*RAW DATA*:
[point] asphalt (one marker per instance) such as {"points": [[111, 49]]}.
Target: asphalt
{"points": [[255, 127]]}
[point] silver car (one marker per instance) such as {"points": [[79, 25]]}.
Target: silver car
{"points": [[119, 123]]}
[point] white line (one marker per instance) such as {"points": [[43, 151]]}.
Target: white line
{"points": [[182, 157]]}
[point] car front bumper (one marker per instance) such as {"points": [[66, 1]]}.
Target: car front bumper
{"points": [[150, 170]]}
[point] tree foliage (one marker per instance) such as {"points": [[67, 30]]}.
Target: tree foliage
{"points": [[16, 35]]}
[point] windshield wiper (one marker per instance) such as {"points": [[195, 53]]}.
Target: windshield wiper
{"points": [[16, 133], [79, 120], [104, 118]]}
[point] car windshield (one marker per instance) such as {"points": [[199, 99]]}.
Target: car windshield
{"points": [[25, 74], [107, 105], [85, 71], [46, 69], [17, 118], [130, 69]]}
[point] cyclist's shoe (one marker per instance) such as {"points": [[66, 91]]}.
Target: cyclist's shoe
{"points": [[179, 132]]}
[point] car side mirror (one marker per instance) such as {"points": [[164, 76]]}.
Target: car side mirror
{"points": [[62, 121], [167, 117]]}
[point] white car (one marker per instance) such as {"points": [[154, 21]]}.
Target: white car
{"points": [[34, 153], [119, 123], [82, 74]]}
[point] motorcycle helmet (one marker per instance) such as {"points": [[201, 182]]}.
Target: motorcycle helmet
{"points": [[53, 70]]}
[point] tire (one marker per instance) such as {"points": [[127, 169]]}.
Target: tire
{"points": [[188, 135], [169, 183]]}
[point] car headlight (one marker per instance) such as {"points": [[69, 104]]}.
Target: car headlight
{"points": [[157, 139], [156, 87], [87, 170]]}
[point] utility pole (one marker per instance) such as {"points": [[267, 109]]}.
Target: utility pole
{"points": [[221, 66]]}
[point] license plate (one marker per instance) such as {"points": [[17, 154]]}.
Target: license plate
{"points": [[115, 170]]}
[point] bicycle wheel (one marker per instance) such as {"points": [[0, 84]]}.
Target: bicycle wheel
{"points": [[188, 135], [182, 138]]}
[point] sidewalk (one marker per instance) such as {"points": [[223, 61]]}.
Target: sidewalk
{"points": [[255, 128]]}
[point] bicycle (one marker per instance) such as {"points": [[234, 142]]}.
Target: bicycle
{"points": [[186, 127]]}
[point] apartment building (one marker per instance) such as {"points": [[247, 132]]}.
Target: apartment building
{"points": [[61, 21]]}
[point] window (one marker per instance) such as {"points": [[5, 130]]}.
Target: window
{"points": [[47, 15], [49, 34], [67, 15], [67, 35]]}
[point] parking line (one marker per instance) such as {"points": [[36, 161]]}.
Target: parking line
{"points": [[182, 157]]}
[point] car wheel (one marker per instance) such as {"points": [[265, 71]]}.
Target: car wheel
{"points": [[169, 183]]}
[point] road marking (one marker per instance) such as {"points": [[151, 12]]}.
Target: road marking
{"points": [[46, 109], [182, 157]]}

*WHAT YOU SHOULD DO*: Format every line of the material above as a numbered list, omitting any blank lines.

*PROBLEM SOLUTION*:
1. [point] asphalt (one marker per instance) such as {"points": [[111, 49]]}.
2. Target: asphalt
3. {"points": [[255, 127]]}
4. [point] silver car (one marker per instance) such as {"points": [[79, 25]]}.
5. Target: silver car
6. {"points": [[119, 123]]}
7. [point] white line (one marker per instance) such as {"points": [[43, 151]]}.
8. Target: white line
9. {"points": [[182, 157]]}
10. [point] car front bumper (one marker per instance) such as {"points": [[66, 1]]}.
11. Target: car front bumper
12. {"points": [[150, 170]]}
13. [point] tree foliage (one marker per instance) such as {"points": [[67, 30]]}.
14. Target: tree foliage
15. {"points": [[16, 35]]}
16. [point] windshield wiper (one marker per instance) such as {"points": [[195, 53]]}.
17. Target: windshield wiper
18. {"points": [[16, 133], [79, 120], [104, 118]]}
19. [point] car windshield (one marker per instance) such as {"points": [[199, 99]]}.
20. Target: car windshield
21. {"points": [[25, 74], [107, 105], [85, 71], [46, 69], [17, 118], [130, 69]]}
22. [point] cyclist's shoe (one marker per instance) such as {"points": [[66, 91]]}.
23. Target: cyclist's shoe
24. {"points": [[179, 132]]}
25. [point] car side mirror (one marker per instance) such as {"points": [[164, 76]]}.
26. Target: car side mirror
27. {"points": [[62, 121], [167, 117]]}
28. [point] white car (one marker per instance) such as {"points": [[154, 21]]}.
29. Target: white car
30. {"points": [[34, 153], [119, 123], [82, 74]]}
31. [point] motorcycle helmet (one marker per instance) such as {"points": [[201, 182]]}.
32. Target: motorcycle helmet
33. {"points": [[53, 70]]}
34. [point] tire (one marker per instance) such as {"points": [[127, 169]]}.
35. Target: tire
36. {"points": [[188, 135], [169, 183]]}
37. [point] car headlight (one marker per instance) such as {"points": [[69, 104]]}.
38. Target: car headlight
39. {"points": [[157, 139], [156, 87], [87, 170]]}
40. [point] utility pole (one marker per instance) such as {"points": [[267, 109]]}.
41. Target: utility pole
42. {"points": [[221, 66]]}
43. [point] license plate (one marker per instance) such as {"points": [[17, 154]]}.
44. Target: license plate
45. {"points": [[115, 170]]}
46. [point] bicycle wheel (one marker per instance) such as {"points": [[0, 84]]}.
47. Target: bicycle wheel
48. {"points": [[188, 135], [182, 138]]}
49. [point] sidewalk (one marker per instance) such as {"points": [[223, 61]]}.
50. Target: sidewalk
51. {"points": [[255, 128]]}
52. [point] bicycle (one marker per instance) such as {"points": [[234, 142]]}.
53. Target: bicycle
54. {"points": [[186, 127]]}
55. [point] apartment building (one marker per instance) such as {"points": [[247, 132]]}.
56. Target: apartment building
57. {"points": [[61, 21]]}
58. [point] window (one marker per instance) such as {"points": [[5, 130]]}.
59. Target: window
60. {"points": [[47, 15], [49, 34], [67, 15], [67, 35]]}
61. [point] parking line (one marker per instance) such as {"points": [[36, 161]]}.
62. Target: parking line
63. {"points": [[182, 157]]}
64. [point] car wheel (one marker per instance) such as {"points": [[265, 71]]}.
65. Target: car wheel
66. {"points": [[169, 183]]}
67. [point] road marking (one marker per instance) such as {"points": [[151, 12]]}.
68. Target: road marking
69. {"points": [[46, 109], [182, 157]]}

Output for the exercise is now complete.